EXERCISE PROMPT: Write out the entries once more, exactly as they appear.

Point-per-instance localization data:
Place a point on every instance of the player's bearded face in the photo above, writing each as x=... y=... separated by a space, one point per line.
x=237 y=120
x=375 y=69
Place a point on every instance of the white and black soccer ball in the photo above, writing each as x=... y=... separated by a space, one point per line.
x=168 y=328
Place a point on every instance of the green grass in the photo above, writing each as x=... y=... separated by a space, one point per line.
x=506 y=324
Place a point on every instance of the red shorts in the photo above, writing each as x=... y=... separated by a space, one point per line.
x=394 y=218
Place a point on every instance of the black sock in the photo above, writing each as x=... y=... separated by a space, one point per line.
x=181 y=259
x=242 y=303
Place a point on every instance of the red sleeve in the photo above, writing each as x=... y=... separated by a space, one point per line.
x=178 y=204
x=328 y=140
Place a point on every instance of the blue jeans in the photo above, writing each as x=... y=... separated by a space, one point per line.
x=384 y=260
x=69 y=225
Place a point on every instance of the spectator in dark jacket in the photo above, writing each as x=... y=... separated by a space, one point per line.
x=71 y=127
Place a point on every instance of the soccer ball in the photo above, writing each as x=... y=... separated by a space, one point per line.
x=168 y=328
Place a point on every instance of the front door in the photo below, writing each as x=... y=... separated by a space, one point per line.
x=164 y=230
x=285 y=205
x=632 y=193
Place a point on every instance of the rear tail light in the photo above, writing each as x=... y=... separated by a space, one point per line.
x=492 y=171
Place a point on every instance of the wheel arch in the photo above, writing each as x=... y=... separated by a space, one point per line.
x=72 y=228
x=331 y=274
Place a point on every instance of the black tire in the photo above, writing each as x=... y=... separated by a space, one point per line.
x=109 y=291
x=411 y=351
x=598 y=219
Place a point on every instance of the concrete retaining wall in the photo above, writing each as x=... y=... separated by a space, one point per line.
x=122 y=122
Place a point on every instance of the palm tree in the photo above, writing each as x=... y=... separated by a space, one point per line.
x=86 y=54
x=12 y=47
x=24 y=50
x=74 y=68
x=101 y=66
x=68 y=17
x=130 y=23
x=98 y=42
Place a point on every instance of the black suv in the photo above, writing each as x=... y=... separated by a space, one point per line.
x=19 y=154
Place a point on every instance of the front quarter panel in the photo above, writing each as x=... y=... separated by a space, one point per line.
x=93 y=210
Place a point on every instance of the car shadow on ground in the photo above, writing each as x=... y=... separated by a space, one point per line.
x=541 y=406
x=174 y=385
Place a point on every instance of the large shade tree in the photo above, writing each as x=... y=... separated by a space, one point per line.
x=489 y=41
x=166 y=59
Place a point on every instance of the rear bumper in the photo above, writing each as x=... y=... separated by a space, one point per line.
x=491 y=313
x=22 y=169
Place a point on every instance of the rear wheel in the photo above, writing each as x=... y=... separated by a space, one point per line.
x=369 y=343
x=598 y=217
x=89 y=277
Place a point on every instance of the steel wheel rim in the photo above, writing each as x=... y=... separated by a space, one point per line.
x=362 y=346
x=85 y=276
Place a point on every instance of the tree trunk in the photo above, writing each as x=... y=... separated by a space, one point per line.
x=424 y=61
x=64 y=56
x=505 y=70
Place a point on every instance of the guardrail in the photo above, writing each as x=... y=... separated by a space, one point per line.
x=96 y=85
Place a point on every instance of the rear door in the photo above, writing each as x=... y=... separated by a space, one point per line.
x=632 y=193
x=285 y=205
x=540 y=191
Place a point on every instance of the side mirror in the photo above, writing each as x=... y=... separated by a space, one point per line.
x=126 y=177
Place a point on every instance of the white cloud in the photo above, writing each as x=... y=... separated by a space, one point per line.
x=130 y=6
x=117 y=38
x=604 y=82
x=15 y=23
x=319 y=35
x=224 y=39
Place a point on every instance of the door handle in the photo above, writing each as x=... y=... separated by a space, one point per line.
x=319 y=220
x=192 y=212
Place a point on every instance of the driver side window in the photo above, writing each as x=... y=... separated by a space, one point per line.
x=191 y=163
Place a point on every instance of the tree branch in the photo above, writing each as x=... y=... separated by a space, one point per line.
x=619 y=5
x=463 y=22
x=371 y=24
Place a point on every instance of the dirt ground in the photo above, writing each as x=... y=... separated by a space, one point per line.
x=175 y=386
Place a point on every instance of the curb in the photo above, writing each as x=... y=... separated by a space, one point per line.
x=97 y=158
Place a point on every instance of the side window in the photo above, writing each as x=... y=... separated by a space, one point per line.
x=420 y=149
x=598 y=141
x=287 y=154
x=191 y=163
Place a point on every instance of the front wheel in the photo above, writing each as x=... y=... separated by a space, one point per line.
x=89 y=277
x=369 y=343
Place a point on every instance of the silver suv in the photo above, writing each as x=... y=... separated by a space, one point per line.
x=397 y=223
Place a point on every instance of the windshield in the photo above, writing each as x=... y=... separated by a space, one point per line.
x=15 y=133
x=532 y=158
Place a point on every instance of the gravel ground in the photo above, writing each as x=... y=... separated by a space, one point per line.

THE ANSWER:
Place a point on every instance of the player's bearded face in the photo above, writing each as x=... y=... separated by a space, one point per line.
x=237 y=120
x=375 y=69
Place a point on every instance of the white and black soccer ball in the photo above, writing each as x=... y=... separated by a space, one point per line.
x=168 y=328
Place a point on every instance of the green grass in the photo above, writing each as x=... y=... separated by a space, one point per line.
x=506 y=324
Place a point on every instance of the red shorts in the photo above, writing each as x=... y=... separated by a space, one point per line.
x=394 y=218
Place a point on every instance of the black sock in the photo above, writing each as x=... y=... separated by a space, one point per line.
x=181 y=259
x=242 y=303
Place a point on every instance of the red sleeve in the photo above, writing each as x=... y=... separated by a space, one point per line.
x=178 y=204
x=328 y=140
Place a point on every instance of the blue jeans in the photo above, writing each as x=... y=... separated by a space, one point per line.
x=384 y=260
x=69 y=225
Place a point on every instance of the spectator in dark jacket in the photo above, writing each as x=... y=... separated by a space, one point per line.
x=71 y=127
Place a point on every instance of the soccer ball in the photo above, writing each as x=... y=... separated by a space, one point per line.
x=168 y=328
Place a point on every instance of the front door in the photo below, writing each as x=... y=... separated by a space, one point per line.
x=164 y=230
x=285 y=205
x=632 y=193
Place a point on every instance of the rear tail light in the photo above, writing each as x=... y=... separated by a space, one point per line.
x=492 y=171
Place a point on every instance of the wheel arch in the photo above, writing each as x=... y=... separated by a space, one point per line.
x=72 y=228
x=331 y=274
Place a point on every instance of the black tire in the photo above, writing each as x=... y=... separated by a space, one point per line.
x=109 y=291
x=411 y=351
x=598 y=219
Place a point on every instance of the concrete retaining wall in the photo above, writing each as x=... y=... separated by a space, one point per line.
x=122 y=122
Place a point on every instance of the palm tree in the photo above, writing each as x=... y=... separated by a space, one point per line.
x=86 y=54
x=12 y=47
x=24 y=50
x=74 y=68
x=101 y=66
x=68 y=17
x=130 y=23
x=98 y=42
Place a point on every instance of the black suv in the photo above, writing each as x=... y=... separated by a space, one point per line.
x=19 y=154
Place a point on every instance of the front quarter panel in the photo above, writing each as x=... y=... separated by a space, one point per line.
x=93 y=210
Place a point on every instance of the car shadow on ground in the photo above, writing each as x=... y=... separated by a space, one point per line.
x=541 y=406
x=174 y=385
Place a point on every instance of the large shade tree in the photo above, writing each as x=... y=... separated by a space, one point per line.
x=489 y=41
x=166 y=59
Place a point on every instance of the rear bumper in the photo above, writing each as x=... y=... separated by a space, one point per line.
x=491 y=313
x=22 y=169
Place a point on every instance of the rear wheel in the photo above, writing each as x=... y=... separated by a space, one point per line.
x=369 y=343
x=598 y=217
x=89 y=277
Place a point on every instance of the steel wheel rim in the photo above, writing each as x=... y=... separated by a space, one point per line.
x=362 y=346
x=85 y=276
Place a point on every instance of the tree trunk in the photo above, writing each as x=... y=... separated by a space, one point per line.
x=424 y=61
x=64 y=56
x=505 y=70
Place a point on every instance of the guardrail in the photo above, writing each as x=... y=... separated by a space, one point per line.
x=96 y=85
Place a point on every instance of the rear door in the photo above, writing each as x=... y=... separated by a space, one point per line.
x=632 y=193
x=285 y=205
x=540 y=191
Place a point on every instance of the side mirror in the photo above, writing each as x=... y=... separated by a space, one point per line.
x=126 y=177
Place a point on every instance of the white cloud in the photo above, writing each as x=... y=... separated by a space, one point per line.
x=130 y=6
x=117 y=38
x=604 y=82
x=15 y=23
x=319 y=35
x=224 y=39
Place a point on every instance of the door handle in the photo above, writing each as x=... y=... separated by a space, one point per line.
x=319 y=220
x=192 y=212
Place a point on every instance of the driver side window in the photo above, writing each as x=... y=... separated by a space, one point per line.
x=191 y=163
Place a point on every instance of the tree branch in the photo above, writing each as x=... y=... separated by a space, one point per line.
x=619 y=5
x=463 y=22
x=371 y=24
Place a point on every instance of the dirt ground in the photo above, writing each as x=... y=... separated by a space, one point per line.
x=175 y=386
Place a point on every instance of the curb in the photo above, writing each as x=... y=... separated by a space, one point per line.
x=97 y=158
Place a point on every instance of the side window in the photo above, writing each as x=... y=... separated by a space, one point per line.
x=420 y=149
x=598 y=141
x=287 y=154
x=191 y=163
Place a point on every instance of the front wheel in the photo above, writing each as x=... y=... separated by a space, one point per line.
x=89 y=277
x=369 y=343
Place a point on every instance of the silver suv in the photo above, writing each as x=... y=... separated by a space, one point per line.
x=397 y=223
Place a point on every instance of the windshield in the photo above, writing each as x=... y=... separated by a space, one point per line.
x=15 y=133
x=532 y=158
Place a point on every instance of the gravel ground in the photo above, writing each as x=... y=... separated by a space, one point per line.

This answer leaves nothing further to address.